Tell how many lines contain the string "arch" in the material underneath; the reply is that number and no more.
========
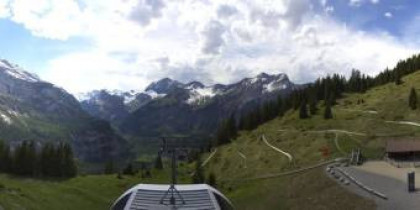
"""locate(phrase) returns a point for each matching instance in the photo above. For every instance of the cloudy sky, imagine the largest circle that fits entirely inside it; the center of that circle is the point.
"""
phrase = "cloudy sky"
(126, 44)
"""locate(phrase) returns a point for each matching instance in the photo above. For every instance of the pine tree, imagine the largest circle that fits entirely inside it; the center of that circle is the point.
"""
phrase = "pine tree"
(6, 159)
(232, 129)
(313, 109)
(398, 80)
(69, 163)
(303, 113)
(158, 162)
(280, 106)
(198, 177)
(129, 170)
(109, 167)
(412, 101)
(328, 112)
(212, 180)
(31, 159)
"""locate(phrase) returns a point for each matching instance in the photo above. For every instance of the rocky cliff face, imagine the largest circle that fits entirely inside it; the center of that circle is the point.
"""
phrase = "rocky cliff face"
(32, 109)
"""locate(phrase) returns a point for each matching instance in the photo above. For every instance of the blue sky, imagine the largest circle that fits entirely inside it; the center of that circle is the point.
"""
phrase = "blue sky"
(126, 44)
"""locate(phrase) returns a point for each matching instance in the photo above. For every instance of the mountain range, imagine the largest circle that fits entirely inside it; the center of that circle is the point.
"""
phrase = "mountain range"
(98, 123)
(170, 107)
(32, 109)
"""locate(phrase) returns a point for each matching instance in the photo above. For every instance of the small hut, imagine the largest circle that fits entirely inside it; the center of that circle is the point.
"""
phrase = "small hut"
(403, 150)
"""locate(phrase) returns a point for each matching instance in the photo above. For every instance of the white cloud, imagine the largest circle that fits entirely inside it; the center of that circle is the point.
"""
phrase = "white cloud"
(4, 9)
(213, 37)
(137, 41)
(355, 3)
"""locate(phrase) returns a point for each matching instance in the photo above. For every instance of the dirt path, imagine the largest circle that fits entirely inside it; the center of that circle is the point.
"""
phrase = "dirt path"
(404, 123)
(243, 156)
(277, 149)
(338, 131)
(364, 111)
(209, 158)
(338, 145)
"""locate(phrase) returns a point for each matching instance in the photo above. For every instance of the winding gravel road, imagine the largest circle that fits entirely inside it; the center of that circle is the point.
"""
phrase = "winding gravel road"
(277, 149)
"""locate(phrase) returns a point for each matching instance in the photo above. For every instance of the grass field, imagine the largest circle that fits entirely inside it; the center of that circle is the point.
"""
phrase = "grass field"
(309, 190)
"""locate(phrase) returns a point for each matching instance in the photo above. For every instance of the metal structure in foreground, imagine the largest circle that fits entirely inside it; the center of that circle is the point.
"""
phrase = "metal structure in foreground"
(172, 196)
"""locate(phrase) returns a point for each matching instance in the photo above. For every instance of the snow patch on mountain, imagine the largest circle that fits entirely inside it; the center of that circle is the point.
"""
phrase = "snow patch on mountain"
(154, 94)
(201, 94)
(17, 72)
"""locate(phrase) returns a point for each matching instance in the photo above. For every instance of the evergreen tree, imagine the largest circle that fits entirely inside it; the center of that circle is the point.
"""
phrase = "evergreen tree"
(412, 101)
(280, 106)
(313, 109)
(158, 162)
(69, 163)
(232, 129)
(109, 167)
(31, 159)
(328, 112)
(398, 80)
(198, 177)
(303, 113)
(212, 180)
(129, 170)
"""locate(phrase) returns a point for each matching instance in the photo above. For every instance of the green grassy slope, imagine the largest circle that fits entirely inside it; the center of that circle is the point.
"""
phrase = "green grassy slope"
(309, 190)
(89, 192)
(391, 103)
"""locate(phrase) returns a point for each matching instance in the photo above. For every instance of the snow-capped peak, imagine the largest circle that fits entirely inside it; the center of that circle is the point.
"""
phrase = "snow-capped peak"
(163, 86)
(199, 94)
(17, 72)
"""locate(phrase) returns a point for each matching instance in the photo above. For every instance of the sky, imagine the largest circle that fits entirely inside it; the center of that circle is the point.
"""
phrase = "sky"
(82, 45)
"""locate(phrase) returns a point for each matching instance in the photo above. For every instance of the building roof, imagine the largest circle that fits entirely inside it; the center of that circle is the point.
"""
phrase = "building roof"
(149, 196)
(403, 146)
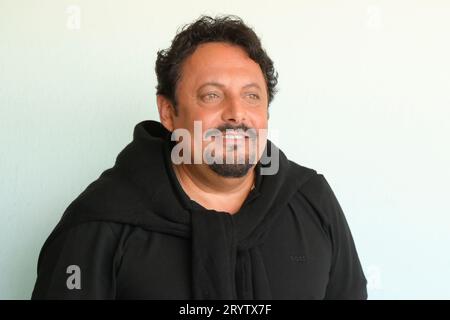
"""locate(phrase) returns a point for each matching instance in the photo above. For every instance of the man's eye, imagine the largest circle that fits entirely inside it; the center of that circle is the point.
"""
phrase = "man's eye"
(253, 96)
(210, 96)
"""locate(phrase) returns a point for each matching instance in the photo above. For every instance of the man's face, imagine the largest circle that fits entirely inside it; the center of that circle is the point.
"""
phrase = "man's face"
(225, 90)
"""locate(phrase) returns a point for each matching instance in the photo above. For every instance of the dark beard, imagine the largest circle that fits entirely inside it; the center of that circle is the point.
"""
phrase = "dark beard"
(231, 170)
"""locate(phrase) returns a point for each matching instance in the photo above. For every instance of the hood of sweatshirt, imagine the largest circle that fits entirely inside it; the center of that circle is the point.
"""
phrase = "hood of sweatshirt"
(141, 189)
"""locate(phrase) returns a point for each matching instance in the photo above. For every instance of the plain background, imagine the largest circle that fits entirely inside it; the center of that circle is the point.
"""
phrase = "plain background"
(364, 94)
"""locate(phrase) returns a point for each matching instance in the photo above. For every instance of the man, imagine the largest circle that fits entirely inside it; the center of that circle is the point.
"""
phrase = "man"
(205, 218)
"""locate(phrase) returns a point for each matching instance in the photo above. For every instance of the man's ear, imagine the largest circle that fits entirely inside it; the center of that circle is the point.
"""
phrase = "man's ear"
(166, 112)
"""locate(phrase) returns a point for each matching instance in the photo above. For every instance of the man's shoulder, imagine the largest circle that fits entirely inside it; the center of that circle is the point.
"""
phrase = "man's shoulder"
(313, 183)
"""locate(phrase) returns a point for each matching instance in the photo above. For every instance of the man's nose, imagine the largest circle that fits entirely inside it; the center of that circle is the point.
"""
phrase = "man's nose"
(234, 111)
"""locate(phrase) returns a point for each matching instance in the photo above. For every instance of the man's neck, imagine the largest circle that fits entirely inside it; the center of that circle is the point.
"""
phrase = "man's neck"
(213, 191)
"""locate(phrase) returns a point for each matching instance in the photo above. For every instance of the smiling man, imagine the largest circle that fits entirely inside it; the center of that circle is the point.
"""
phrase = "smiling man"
(201, 205)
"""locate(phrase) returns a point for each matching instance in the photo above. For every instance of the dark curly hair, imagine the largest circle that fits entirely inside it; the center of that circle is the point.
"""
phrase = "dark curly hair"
(230, 29)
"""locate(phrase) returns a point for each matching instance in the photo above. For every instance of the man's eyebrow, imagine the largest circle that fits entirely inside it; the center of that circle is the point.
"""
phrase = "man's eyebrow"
(221, 85)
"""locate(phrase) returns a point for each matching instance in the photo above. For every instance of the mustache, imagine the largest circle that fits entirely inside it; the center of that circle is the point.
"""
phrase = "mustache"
(250, 132)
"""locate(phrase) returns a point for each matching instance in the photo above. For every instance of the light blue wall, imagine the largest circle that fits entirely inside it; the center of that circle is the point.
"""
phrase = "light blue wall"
(364, 98)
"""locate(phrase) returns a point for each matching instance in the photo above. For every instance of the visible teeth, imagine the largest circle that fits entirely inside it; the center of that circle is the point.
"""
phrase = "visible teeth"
(232, 136)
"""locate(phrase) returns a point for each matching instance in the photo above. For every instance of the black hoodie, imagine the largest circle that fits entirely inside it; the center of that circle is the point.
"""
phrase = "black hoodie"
(135, 234)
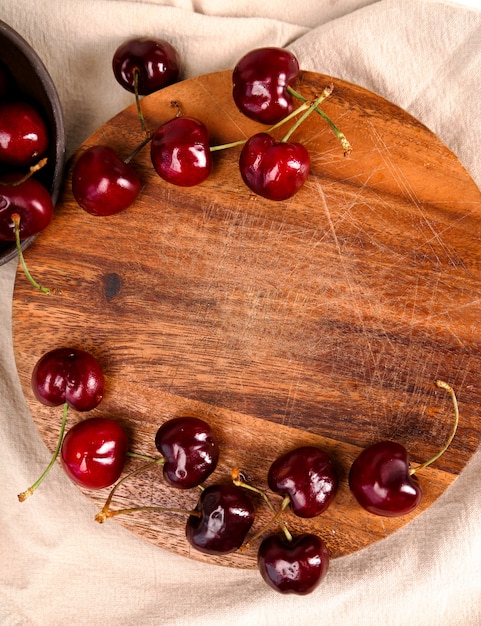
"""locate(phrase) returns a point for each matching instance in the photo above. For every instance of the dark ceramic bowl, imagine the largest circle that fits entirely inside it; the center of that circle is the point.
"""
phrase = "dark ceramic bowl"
(35, 84)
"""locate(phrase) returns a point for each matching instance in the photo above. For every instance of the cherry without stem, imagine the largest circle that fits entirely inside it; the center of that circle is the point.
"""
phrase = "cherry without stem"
(145, 65)
(94, 451)
(308, 477)
(225, 516)
(102, 183)
(68, 375)
(189, 449)
(296, 566)
(24, 134)
(29, 200)
(180, 152)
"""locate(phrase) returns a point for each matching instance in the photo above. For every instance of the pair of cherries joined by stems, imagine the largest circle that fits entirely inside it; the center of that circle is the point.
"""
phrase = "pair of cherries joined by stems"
(104, 184)
(94, 451)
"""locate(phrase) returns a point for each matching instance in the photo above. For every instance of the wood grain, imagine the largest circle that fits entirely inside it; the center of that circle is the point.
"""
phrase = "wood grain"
(323, 319)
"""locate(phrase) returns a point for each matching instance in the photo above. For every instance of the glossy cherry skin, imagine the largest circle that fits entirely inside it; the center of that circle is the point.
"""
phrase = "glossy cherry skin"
(260, 80)
(296, 566)
(380, 481)
(102, 183)
(227, 514)
(307, 475)
(23, 134)
(68, 375)
(30, 200)
(93, 452)
(156, 61)
(190, 450)
(180, 152)
(5, 81)
(274, 170)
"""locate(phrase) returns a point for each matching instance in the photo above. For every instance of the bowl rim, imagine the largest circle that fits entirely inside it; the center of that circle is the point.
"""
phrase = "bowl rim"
(25, 49)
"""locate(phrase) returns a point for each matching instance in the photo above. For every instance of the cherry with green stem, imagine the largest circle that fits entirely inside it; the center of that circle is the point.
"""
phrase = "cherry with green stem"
(338, 133)
(381, 478)
(189, 455)
(28, 492)
(26, 209)
(274, 169)
(287, 562)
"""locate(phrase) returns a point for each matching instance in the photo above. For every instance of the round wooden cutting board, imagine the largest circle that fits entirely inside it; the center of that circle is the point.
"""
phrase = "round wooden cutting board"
(323, 319)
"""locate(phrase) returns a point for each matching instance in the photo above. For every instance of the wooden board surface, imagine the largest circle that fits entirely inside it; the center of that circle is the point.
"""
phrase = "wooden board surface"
(323, 319)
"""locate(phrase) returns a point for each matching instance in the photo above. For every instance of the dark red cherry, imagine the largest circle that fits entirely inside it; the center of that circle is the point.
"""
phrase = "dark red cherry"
(260, 80)
(102, 183)
(296, 566)
(28, 199)
(190, 450)
(23, 134)
(274, 170)
(307, 475)
(156, 61)
(68, 375)
(226, 516)
(94, 451)
(380, 480)
(5, 81)
(180, 152)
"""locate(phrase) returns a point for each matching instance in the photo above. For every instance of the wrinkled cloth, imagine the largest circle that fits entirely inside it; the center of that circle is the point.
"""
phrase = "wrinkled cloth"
(60, 568)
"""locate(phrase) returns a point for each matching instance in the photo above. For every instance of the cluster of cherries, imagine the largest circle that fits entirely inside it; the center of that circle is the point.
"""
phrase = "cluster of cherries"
(93, 452)
(26, 207)
(262, 89)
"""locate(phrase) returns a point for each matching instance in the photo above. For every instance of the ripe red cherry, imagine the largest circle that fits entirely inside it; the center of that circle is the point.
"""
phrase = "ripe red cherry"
(68, 375)
(260, 80)
(190, 450)
(226, 516)
(30, 200)
(296, 566)
(5, 81)
(380, 480)
(308, 477)
(274, 170)
(155, 61)
(23, 134)
(94, 451)
(102, 183)
(180, 152)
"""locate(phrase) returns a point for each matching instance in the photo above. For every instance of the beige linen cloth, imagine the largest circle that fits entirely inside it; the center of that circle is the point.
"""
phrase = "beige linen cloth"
(58, 567)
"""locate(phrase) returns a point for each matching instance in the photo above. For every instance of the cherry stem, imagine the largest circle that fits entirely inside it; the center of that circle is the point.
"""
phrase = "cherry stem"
(312, 107)
(16, 222)
(239, 481)
(339, 134)
(103, 516)
(25, 494)
(442, 385)
(135, 152)
(284, 120)
(276, 518)
(144, 457)
(105, 513)
(31, 171)
(137, 102)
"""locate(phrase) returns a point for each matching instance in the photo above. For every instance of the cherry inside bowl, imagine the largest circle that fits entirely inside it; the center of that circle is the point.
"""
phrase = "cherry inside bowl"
(32, 82)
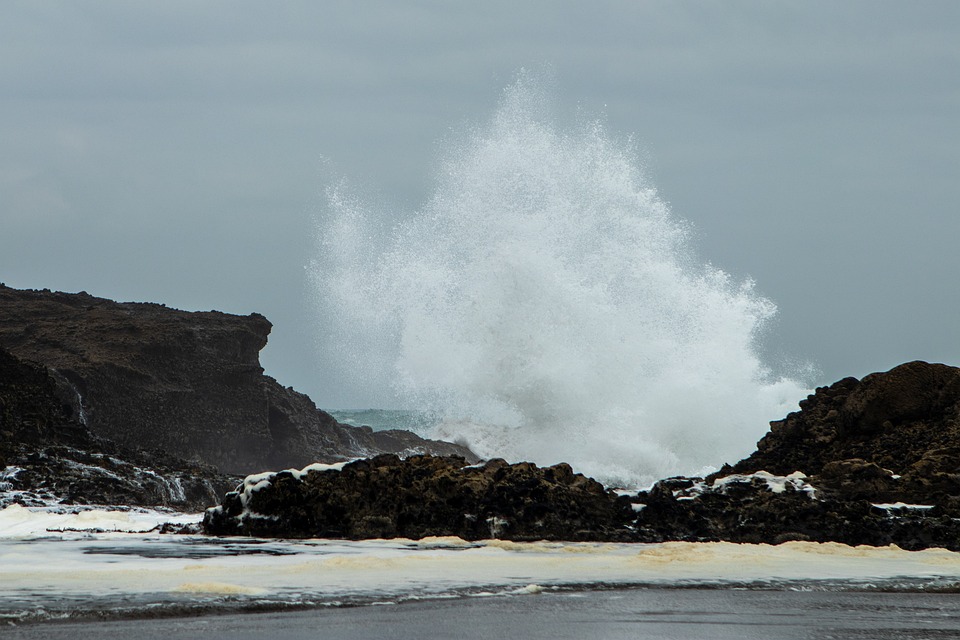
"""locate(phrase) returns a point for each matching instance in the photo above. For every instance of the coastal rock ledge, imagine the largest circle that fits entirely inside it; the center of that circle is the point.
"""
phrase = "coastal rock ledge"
(386, 497)
(873, 461)
(188, 384)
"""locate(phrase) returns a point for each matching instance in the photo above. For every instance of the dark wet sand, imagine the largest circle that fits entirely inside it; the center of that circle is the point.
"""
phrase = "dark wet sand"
(663, 614)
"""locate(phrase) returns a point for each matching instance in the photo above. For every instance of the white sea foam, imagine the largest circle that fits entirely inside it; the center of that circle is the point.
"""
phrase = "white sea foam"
(546, 305)
(62, 571)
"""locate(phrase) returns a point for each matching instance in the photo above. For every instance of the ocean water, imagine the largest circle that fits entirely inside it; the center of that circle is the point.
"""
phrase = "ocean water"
(546, 304)
(97, 566)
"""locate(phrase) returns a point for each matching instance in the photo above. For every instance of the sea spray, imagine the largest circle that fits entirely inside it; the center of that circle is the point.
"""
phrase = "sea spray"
(546, 305)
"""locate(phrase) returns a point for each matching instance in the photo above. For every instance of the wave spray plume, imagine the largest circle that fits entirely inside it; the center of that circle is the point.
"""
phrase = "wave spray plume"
(545, 305)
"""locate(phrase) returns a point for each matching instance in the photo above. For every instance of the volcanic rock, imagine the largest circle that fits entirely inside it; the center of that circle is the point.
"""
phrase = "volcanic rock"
(48, 457)
(186, 383)
(386, 497)
(873, 461)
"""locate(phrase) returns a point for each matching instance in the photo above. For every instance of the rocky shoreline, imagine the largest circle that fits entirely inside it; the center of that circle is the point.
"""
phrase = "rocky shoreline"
(136, 404)
(873, 461)
(104, 402)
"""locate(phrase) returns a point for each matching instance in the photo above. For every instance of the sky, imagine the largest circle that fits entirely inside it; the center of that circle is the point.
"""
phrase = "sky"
(178, 152)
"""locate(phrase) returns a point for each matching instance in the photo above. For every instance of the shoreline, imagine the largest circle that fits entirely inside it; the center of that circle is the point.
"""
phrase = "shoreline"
(614, 614)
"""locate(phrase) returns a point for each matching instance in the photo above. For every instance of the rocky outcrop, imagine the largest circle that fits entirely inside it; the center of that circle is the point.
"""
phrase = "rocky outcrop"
(48, 457)
(188, 384)
(872, 461)
(386, 497)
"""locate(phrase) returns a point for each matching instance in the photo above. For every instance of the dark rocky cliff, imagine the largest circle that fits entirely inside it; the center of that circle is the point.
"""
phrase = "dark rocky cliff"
(186, 383)
(48, 457)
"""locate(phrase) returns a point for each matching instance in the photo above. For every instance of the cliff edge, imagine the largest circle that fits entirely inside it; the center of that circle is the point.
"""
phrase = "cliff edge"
(189, 384)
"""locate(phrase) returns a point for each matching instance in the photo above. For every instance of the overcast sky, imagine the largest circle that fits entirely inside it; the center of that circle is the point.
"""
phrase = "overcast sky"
(177, 151)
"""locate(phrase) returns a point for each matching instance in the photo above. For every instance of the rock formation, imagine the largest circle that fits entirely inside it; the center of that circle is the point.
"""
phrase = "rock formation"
(186, 383)
(386, 497)
(872, 461)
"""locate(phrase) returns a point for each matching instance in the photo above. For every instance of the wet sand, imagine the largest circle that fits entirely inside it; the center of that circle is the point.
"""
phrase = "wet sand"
(635, 614)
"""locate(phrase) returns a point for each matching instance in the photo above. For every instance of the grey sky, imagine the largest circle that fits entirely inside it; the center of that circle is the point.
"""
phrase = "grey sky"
(176, 152)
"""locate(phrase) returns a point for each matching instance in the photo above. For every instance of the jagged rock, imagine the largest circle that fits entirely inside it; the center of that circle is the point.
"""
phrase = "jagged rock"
(47, 457)
(386, 497)
(883, 459)
(186, 383)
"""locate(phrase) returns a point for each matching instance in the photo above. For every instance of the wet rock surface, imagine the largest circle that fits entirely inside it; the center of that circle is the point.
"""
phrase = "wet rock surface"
(863, 462)
(48, 457)
(386, 497)
(187, 384)
(879, 460)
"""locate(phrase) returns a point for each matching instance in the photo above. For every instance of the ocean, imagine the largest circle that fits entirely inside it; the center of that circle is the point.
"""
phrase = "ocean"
(84, 572)
(546, 305)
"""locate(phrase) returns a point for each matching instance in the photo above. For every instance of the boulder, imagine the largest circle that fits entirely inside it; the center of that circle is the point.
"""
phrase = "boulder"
(48, 457)
(387, 497)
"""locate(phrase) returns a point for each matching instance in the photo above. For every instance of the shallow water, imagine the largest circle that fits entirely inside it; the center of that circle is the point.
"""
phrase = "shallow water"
(62, 564)
(661, 613)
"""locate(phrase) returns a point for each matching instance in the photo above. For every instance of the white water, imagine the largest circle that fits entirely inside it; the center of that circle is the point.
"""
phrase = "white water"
(546, 305)
(53, 565)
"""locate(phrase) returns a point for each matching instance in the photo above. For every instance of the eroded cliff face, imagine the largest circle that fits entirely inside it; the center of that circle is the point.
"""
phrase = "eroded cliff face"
(187, 383)
(48, 458)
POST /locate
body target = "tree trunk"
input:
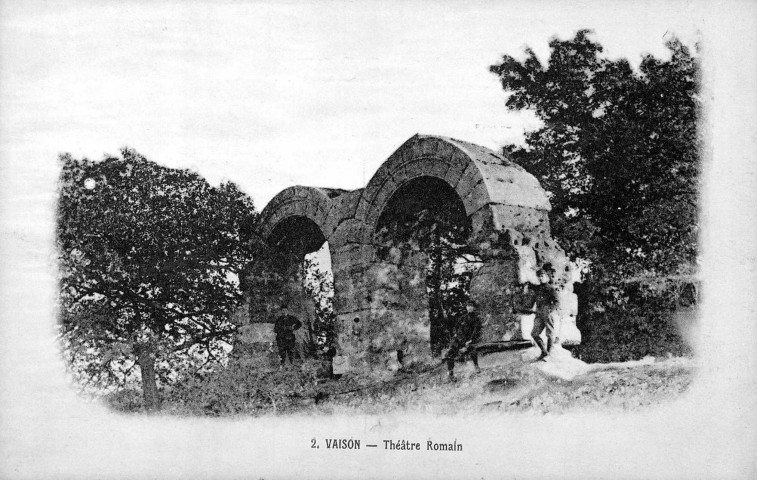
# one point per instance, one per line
(146, 360)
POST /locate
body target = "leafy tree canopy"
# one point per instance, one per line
(150, 259)
(618, 151)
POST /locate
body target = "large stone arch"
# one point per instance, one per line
(487, 183)
(508, 213)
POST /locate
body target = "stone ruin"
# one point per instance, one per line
(380, 294)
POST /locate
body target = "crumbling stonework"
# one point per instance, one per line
(381, 299)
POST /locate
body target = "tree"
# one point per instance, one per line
(150, 259)
(618, 151)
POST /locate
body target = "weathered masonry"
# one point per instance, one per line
(381, 298)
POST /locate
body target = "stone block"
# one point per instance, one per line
(458, 164)
(470, 177)
(477, 198)
(529, 221)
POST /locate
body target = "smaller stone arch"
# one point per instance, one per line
(298, 201)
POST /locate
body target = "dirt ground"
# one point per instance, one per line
(515, 382)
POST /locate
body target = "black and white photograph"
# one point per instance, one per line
(338, 239)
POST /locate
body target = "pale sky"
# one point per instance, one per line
(273, 95)
(320, 94)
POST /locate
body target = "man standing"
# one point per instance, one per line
(465, 335)
(545, 307)
(284, 329)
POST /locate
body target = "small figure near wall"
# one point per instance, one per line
(545, 308)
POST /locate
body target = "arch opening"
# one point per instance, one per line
(426, 218)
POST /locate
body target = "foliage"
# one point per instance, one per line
(150, 258)
(618, 151)
(635, 319)
(319, 285)
(246, 386)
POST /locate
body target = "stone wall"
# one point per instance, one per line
(384, 288)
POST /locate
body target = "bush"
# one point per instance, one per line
(244, 387)
(631, 320)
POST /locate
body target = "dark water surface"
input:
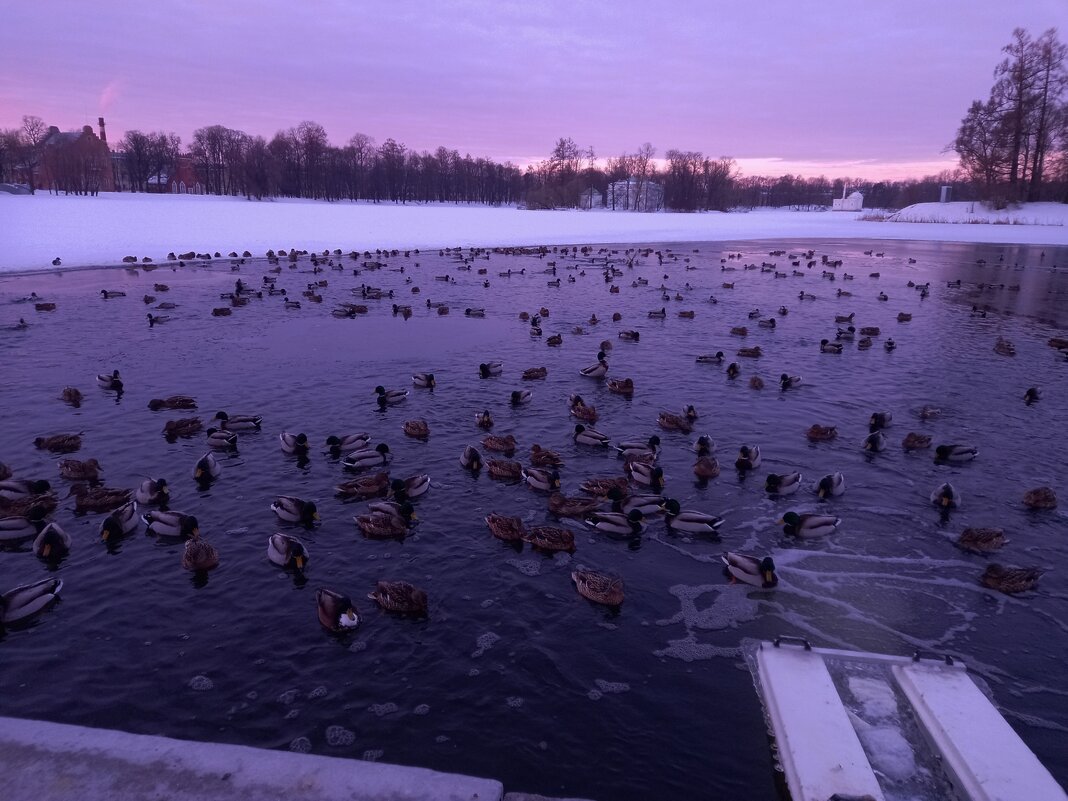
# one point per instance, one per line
(514, 675)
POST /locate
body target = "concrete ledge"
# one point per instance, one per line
(52, 762)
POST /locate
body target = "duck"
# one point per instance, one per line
(22, 603)
(112, 382)
(544, 480)
(915, 441)
(417, 428)
(238, 422)
(1010, 580)
(598, 587)
(336, 611)
(956, 454)
(806, 527)
(339, 445)
(52, 543)
(367, 486)
(545, 457)
(508, 529)
(749, 457)
(120, 522)
(831, 485)
(389, 397)
(945, 496)
(596, 371)
(221, 440)
(170, 524)
(550, 538)
(207, 468)
(590, 436)
(1041, 498)
(782, 484)
(759, 572)
(875, 442)
(647, 475)
(294, 443)
(80, 471)
(982, 540)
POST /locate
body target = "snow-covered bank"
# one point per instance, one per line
(100, 231)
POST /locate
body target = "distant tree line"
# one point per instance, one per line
(1014, 145)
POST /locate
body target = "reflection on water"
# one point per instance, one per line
(580, 700)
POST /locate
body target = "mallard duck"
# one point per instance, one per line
(221, 440)
(52, 543)
(27, 601)
(544, 480)
(368, 457)
(346, 443)
(238, 422)
(550, 538)
(875, 442)
(413, 486)
(818, 433)
(750, 569)
(545, 457)
(945, 496)
(182, 427)
(207, 468)
(598, 587)
(59, 443)
(1010, 580)
(1042, 498)
(915, 441)
(831, 485)
(170, 524)
(417, 428)
(956, 454)
(508, 529)
(112, 382)
(806, 527)
(173, 402)
(378, 525)
(295, 509)
(504, 444)
(98, 499)
(982, 540)
(749, 457)
(630, 523)
(590, 436)
(120, 522)
(336, 611)
(389, 397)
(367, 486)
(80, 471)
(782, 484)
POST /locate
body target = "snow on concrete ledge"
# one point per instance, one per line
========
SOLUTION TO THE PROBLEM:
3